> **EXTRACT TO READ**:
───

MANHATTAN (CN) — Investors ditched stocks on Wednesday after leading financial institutions announced they were bracing for a coming recession.
Shortly after the morning bell, the Dow Jones Industrial Average fell more than 500 points, giving up much of the week’s gains. The Dow fell almost 2% to close at 23,506 points, while the S&P 500 and Nasdaq had similar losses.
Wednesday’s sell-off began early when earnings reports showed banks stashing billions of dollars to prepare for a coming recession, as well as a report by the U.S. Census Bureau showing a record drop in retail last month.
In earnings reports today, leading banks revealed they had set aside nearly $20 billion to prepare for a coming recession.
“My guess is they are trying to be very conservative now but know they will put more money down later,” said J.B. Kurish, a finance professor at the Goizueta Business School at Emory University. “They don’t want to respond with a much bigger number down the road, because then it looks to investors like they didn’t read the tea leaves correctly.”
Leading the pack was Bank of America, which announced it was setting aside $3.6 billion in capital reserves. The bank reported $4 billion in net revenue for the first quarter for 2020, compared with $7.3 billion during the same period last year, a 45% decrease in earnings year over year.
Other banks also are preparing for the worst. Citigroup posted a nearly $5 billion in loan-loss reserves, as well as a major decrease in net revenue. During 2020’s first quarter, the bank reaped $2.52 billion in profits, compared with $4.71 billion during last year’s first quarter, a 46% decrease.
“Covid-19 is a public health crisis with severe economic ramifications,” Citi CEO Michael Corbat said in a statement. “While no one knows the severity or longevity of the virus’ impact on the global economy, we have the resources we need to serve our clients without jeopardizing our safety and soundness.”
Faring better than competitors due to its heavy involvement in trades rather than consumer banking, Goldman Sachs also set aside some cash.
In its report, Goldman Sachs reported about $713 million in capital reserves. The bank reported $8.74 billion in net revenues during the first quarter of 2020, only slightly less than net revenues during last year’s first quarter. Its asset-management division lost $96 million, however — an alarming contrast to the nearly $1.8 billion it made in the first quarter last year.
Earlier this week other banks released their earnings and indicated preparation for a recession.
JPMorgan Chase, whose first-quarter income fell more than two-thirds year over year, from $9.1 billion in the early part of 2019 to $2.8 billion during the first quarter of 2020, has set aside nearly $7 billion in reserves.
Wells Fargo also saw a major dip in net income, with $653 million during the first quarter of 2020 compared with $5.9 billion during first quarter of 2019. The bank has set aside about $3 billion in reserves.

───

> **PROVIDED RECORDS**:

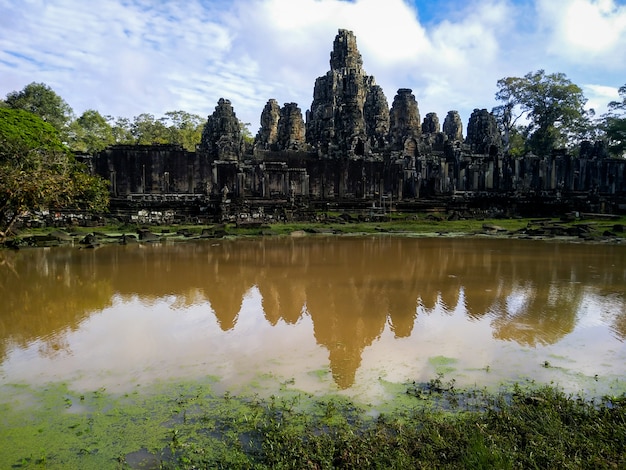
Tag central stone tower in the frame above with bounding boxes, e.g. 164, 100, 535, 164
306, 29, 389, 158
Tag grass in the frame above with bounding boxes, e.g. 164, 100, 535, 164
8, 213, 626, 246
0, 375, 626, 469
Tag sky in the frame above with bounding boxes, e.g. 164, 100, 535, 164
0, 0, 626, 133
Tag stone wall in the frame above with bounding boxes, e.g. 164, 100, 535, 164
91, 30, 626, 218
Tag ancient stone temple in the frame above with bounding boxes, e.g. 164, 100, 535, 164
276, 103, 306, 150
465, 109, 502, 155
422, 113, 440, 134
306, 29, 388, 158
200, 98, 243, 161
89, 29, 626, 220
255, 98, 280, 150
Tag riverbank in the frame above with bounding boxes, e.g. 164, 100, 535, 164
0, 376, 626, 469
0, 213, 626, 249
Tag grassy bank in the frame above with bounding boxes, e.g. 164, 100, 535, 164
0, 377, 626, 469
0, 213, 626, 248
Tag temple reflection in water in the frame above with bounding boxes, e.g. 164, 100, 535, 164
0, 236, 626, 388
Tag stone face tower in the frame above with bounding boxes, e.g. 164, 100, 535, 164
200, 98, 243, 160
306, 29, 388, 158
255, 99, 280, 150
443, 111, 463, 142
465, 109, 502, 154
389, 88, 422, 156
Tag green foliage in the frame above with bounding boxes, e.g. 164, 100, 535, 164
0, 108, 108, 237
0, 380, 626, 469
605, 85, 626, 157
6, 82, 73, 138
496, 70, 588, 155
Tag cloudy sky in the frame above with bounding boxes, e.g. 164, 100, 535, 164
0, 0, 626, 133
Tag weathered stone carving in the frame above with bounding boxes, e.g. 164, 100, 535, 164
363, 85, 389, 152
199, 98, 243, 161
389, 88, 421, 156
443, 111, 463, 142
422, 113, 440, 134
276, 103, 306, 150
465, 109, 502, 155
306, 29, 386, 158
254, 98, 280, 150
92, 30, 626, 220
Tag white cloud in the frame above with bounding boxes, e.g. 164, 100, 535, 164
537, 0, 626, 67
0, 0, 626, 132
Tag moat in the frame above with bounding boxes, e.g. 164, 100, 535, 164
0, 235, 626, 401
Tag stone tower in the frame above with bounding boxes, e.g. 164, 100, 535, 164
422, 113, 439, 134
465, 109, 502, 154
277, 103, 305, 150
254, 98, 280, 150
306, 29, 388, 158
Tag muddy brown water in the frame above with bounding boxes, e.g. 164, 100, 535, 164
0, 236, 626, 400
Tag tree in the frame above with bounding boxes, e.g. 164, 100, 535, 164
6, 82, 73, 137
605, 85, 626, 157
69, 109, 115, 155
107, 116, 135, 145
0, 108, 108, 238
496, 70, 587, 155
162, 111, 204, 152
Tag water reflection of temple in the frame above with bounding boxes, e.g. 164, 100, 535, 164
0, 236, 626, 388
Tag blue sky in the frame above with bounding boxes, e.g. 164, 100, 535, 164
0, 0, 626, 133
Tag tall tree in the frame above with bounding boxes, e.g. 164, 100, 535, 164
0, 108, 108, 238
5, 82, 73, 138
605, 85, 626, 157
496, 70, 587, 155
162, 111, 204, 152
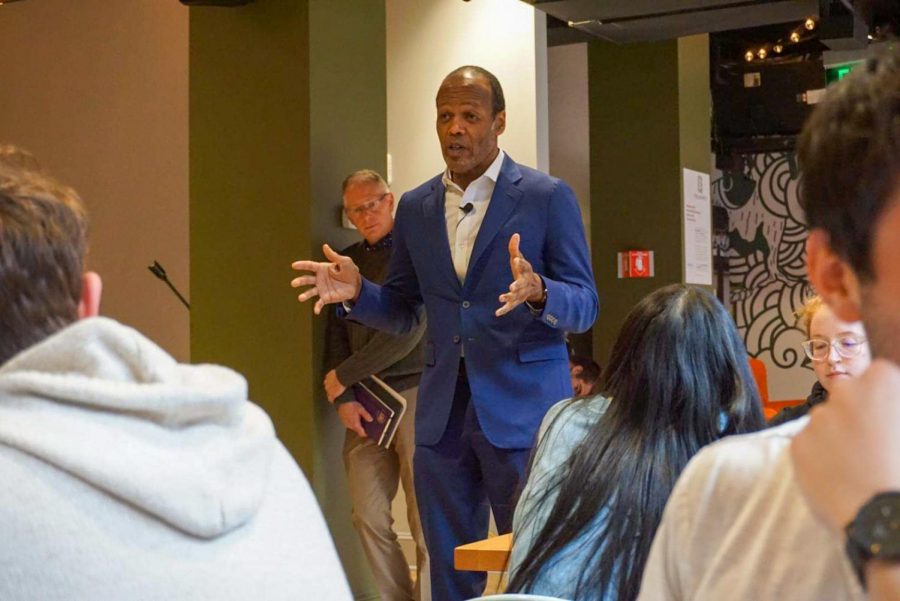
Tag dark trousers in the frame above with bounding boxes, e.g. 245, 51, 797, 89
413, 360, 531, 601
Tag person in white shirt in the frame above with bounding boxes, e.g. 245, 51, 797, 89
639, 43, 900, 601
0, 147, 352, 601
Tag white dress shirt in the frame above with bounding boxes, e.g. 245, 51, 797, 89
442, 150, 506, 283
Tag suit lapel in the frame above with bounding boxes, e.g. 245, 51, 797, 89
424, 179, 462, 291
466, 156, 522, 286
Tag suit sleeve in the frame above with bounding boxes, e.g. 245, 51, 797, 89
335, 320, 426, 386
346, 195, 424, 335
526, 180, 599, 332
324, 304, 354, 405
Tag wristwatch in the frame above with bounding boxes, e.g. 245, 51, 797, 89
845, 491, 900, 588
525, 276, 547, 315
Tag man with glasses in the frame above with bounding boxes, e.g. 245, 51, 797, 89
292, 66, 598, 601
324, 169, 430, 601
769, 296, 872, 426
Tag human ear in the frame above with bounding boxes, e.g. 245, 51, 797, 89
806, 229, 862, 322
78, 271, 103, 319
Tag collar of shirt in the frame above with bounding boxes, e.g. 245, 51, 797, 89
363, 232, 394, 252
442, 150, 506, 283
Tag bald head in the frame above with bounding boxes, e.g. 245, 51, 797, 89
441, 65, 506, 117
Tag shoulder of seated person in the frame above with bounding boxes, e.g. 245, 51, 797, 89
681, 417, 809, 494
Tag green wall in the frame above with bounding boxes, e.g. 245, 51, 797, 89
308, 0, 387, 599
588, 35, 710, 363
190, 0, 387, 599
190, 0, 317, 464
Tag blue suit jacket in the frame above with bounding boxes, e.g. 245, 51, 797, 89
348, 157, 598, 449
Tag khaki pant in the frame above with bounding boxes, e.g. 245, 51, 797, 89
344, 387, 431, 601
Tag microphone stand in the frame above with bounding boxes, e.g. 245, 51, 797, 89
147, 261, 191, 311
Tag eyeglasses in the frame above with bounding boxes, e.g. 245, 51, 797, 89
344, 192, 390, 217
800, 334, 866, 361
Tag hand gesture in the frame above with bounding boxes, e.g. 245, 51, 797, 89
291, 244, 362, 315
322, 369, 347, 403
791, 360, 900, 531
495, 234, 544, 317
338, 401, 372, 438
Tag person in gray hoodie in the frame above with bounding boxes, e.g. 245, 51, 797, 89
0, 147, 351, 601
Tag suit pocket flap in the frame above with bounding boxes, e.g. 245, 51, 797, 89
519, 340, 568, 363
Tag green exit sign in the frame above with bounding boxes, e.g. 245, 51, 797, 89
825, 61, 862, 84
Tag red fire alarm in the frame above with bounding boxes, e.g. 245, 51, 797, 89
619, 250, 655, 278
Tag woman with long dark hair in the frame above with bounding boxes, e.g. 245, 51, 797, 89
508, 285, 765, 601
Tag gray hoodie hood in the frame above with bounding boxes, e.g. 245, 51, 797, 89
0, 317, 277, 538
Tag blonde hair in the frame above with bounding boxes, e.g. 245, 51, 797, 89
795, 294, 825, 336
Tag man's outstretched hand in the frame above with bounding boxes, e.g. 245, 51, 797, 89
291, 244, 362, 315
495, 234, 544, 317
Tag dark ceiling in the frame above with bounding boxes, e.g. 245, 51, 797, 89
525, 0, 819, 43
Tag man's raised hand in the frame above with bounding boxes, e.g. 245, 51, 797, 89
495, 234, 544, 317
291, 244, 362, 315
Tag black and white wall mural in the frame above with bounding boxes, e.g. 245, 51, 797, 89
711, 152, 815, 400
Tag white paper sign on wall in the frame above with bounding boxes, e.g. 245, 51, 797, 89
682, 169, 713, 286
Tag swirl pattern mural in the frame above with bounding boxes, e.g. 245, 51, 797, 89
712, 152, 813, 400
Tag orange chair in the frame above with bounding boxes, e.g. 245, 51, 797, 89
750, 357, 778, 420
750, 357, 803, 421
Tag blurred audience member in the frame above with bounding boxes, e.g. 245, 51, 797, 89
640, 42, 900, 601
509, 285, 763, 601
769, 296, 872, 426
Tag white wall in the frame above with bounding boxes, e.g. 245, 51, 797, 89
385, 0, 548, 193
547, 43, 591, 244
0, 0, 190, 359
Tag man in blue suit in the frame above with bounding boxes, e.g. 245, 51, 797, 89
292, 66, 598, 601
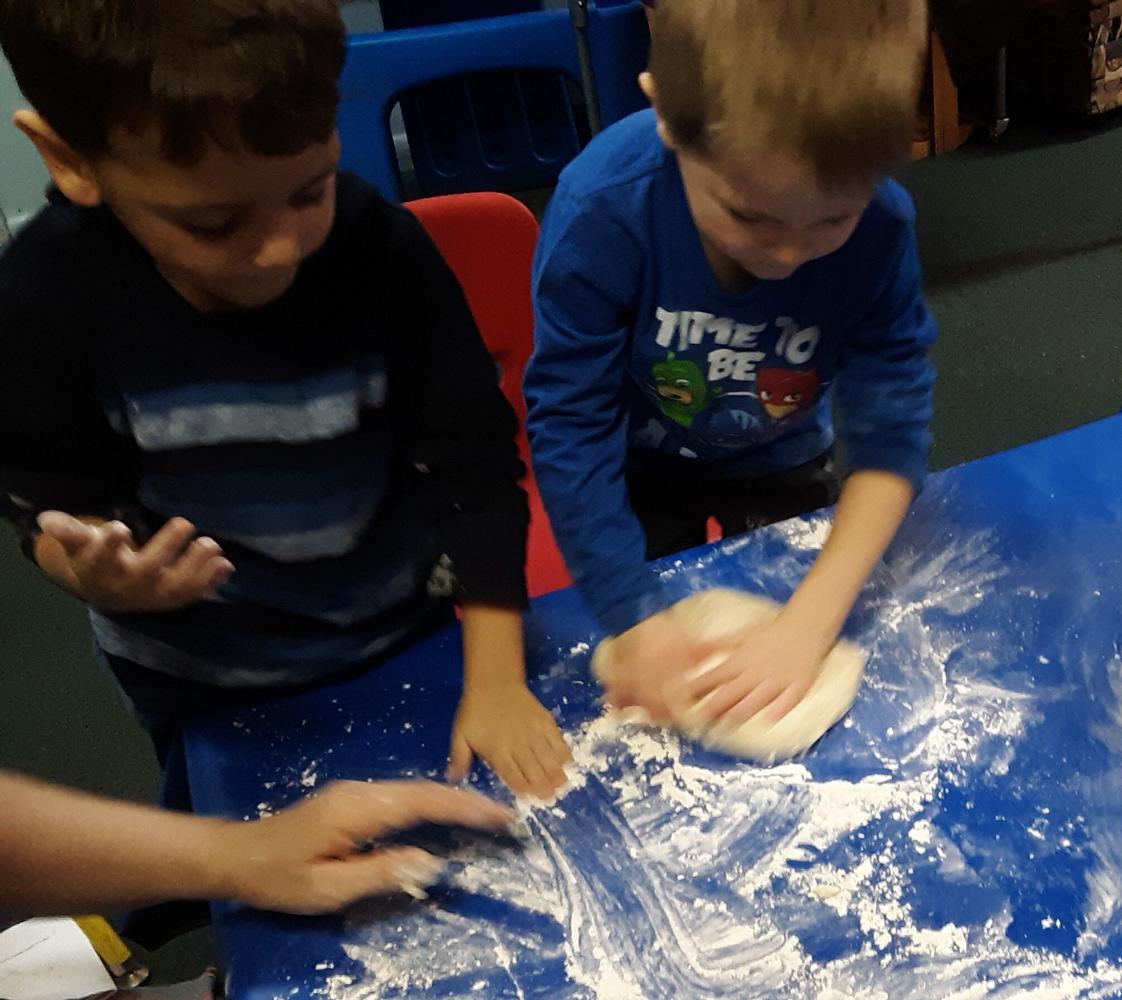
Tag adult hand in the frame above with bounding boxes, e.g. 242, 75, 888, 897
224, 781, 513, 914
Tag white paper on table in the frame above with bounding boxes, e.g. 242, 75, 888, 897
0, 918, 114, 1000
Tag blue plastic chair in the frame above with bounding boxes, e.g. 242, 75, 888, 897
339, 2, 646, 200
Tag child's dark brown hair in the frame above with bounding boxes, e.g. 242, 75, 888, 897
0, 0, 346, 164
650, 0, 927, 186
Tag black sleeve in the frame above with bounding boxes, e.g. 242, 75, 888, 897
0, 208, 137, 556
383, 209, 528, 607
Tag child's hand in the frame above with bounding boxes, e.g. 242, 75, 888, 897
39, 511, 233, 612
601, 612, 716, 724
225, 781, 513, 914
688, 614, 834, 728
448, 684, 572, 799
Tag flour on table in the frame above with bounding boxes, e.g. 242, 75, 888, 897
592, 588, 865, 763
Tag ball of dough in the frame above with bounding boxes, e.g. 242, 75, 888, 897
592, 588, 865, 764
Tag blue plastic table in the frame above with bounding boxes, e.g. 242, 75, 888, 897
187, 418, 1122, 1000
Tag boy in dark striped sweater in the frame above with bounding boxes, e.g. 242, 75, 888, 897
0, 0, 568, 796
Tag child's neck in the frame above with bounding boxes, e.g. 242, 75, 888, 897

───

> **QUESTIONS TO ANSWER**:
• A. In the article about Wednesday's stock sell-off, how much did Bank of America set aside in capital reserves?
• B. Continue the news article about banks preparing for a recession, picking up after its last sentence.

> **RESULTS BY TASK**:
• A. $3.6 billion

• B.
Some investors and market analysts have stopped using the recession of 2008 as a reference point and are turning instead to the Great Depression and recessions from a century ago.
“It has all the earmarks of a short recession,” Lewis Spellman, a finance professor at the University of Texas at Austin, told Courthouse News, noting that during the tech and housing bubbles of 2000 and 2008, there was excess inventory at the end. “We don’t have that problem.”
Spellman found this downturn more like the agricultural boom and bust of 1920, in which producers will need to go back to work. “The only thing that will slow it down is if firms have bankruptcies,” he said.
The recovery also likely will hinge on consumer spending. “Looking at retail, manufacturing, industrial — everything is down so much,” Kurish said, noting that many consumers may have a newfound reticence for spending when businesses reopen.
“None of us wanted to get on a plane on Sept. 12,” he said.
Consumer spending is already at historic lows. According to Wednesday’s census report, sales fell 8.7% in March, their largest drop since the government began tracking those services in 1992, according to the report.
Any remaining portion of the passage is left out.